| Stated exercise |
Rewrite only the listing from the line with "Target: shrub" to the line with "86), (11, 17)]", both included. Multiply every point coordinate in the bracketed answers by 0.5, round each to a whole number with halves going up, and leave all other text unchanged.
** start of Data for the task **
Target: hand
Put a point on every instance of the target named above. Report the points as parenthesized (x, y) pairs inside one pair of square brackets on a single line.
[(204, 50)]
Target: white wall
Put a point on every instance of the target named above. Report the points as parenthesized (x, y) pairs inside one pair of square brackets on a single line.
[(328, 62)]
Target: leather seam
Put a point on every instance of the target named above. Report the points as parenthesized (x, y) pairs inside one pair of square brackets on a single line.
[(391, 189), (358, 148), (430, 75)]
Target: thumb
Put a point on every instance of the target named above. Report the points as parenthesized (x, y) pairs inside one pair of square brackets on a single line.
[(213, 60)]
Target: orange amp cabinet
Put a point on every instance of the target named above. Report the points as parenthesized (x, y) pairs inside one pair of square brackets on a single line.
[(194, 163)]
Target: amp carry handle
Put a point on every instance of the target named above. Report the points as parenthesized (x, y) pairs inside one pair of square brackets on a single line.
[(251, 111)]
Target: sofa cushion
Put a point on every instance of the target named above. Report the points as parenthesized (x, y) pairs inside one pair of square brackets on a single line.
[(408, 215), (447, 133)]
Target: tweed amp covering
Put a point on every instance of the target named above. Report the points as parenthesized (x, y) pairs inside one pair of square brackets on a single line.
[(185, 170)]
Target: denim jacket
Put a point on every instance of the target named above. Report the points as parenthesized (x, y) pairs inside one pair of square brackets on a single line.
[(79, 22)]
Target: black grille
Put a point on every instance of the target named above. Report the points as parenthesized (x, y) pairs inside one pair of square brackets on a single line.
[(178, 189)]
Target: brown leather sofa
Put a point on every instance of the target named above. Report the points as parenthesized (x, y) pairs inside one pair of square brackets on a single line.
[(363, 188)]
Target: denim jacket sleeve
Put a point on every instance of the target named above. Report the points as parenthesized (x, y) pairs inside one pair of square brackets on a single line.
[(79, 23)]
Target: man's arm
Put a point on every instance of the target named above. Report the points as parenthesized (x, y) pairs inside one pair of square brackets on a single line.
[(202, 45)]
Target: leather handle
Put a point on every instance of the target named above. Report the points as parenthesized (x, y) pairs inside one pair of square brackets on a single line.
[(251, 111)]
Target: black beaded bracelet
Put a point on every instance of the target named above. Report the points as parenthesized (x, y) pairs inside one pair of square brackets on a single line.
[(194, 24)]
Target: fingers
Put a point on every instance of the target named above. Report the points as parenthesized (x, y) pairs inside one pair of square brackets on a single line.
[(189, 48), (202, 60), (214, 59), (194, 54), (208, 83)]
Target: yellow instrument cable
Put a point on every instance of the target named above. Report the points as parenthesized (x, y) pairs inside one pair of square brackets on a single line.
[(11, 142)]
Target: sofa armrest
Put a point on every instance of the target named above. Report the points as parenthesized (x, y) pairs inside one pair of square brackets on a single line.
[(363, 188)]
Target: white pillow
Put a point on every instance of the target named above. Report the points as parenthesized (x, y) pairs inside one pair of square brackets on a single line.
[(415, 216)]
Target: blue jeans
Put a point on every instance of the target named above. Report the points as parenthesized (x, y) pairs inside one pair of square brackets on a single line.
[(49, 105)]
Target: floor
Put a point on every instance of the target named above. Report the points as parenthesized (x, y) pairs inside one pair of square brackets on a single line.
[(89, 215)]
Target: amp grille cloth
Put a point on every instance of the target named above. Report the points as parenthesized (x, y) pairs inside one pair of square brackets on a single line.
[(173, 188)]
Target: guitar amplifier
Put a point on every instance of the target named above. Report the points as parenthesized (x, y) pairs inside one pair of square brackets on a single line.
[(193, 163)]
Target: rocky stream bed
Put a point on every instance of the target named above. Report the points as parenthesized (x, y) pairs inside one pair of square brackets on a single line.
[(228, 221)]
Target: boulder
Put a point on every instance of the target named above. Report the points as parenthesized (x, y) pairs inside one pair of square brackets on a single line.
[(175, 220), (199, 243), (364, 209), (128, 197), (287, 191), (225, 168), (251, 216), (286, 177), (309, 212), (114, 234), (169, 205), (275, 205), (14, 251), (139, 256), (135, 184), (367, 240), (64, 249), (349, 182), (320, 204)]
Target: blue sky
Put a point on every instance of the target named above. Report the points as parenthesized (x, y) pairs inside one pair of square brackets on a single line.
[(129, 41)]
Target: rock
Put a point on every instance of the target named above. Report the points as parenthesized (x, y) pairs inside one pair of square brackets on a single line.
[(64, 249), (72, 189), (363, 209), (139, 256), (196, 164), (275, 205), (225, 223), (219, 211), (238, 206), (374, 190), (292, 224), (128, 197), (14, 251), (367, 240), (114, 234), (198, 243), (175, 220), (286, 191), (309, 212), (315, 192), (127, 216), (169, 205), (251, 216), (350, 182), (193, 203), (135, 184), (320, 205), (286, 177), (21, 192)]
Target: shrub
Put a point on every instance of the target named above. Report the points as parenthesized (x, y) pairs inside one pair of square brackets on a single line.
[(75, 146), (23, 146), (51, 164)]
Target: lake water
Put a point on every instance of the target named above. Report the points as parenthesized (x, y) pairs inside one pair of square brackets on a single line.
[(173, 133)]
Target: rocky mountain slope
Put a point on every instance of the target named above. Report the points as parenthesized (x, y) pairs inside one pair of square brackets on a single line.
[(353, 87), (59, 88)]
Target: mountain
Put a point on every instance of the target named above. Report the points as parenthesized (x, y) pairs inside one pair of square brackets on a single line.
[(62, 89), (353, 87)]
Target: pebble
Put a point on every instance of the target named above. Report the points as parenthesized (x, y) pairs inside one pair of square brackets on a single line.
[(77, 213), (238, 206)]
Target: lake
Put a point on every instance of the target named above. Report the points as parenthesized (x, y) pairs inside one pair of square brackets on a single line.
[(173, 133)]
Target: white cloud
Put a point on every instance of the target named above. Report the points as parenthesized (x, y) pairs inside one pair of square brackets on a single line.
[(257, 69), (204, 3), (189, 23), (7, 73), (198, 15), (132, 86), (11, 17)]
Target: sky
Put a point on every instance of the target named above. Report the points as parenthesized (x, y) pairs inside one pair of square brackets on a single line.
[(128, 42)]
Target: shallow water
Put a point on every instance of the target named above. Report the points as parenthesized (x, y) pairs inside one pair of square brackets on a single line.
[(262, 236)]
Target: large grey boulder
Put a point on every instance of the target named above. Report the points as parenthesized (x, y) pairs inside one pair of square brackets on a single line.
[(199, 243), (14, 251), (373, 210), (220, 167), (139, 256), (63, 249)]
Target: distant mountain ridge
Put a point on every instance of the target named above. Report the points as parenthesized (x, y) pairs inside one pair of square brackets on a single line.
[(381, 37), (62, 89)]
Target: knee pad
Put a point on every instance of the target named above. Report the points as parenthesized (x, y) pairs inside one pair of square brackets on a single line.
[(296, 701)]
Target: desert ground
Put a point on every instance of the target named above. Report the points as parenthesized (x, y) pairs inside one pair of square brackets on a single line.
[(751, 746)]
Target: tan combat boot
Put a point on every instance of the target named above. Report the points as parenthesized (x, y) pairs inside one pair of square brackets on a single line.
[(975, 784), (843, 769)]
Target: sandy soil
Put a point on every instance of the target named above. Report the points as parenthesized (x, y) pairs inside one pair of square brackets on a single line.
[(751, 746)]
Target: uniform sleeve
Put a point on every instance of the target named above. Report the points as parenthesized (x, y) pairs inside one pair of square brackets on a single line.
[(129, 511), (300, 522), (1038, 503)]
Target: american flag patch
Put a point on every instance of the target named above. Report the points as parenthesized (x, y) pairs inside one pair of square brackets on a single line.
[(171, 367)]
** end of Data for the task **
| Final result |
Target: shrub
Put a point on every instance of the target named above. Report the points as parenthesized (x, y) pairs inside one pair of square brackets on a single line.
[(38, 73), (12, 73), (26, 82)]
Target: lake water
Put a point on every instance of the target named above. Report the points as parenthesized (x, y) pairs inside one pair of square brackets on a single line.
[(87, 67)]
Target: rocky mountain slope
Put a point on every instance of the target named above. Report the points as parenthesized (x, y) pairs inside one pair of square brackets on a single line.
[(177, 44), (30, 44)]
Target: mountain
Put a point on every instance of the target named above. Report the points as parenthesized (x, y) pairs inside one pair of square brackets on a single line.
[(31, 45), (177, 44)]
Target: pebble
Put a point on every instance of the target named above. Report the points as parenthesized (x, y) pairs inside one pair of square brackets on a single line.
[(39, 107), (119, 103)]
Target: lake
Put a point on every instance of the target named above. Report the points as parenthesized (x, y) pairs inside one pair of square brackets on a single line.
[(87, 67)]
Target: white cloud
Put a point on every instance of the target named above. Report the points as parenthesized (x, y) pairs inside one pair of square brackets on a single line.
[(129, 35), (102, 2), (95, 12), (4, 37), (99, 8), (66, 43), (6, 9)]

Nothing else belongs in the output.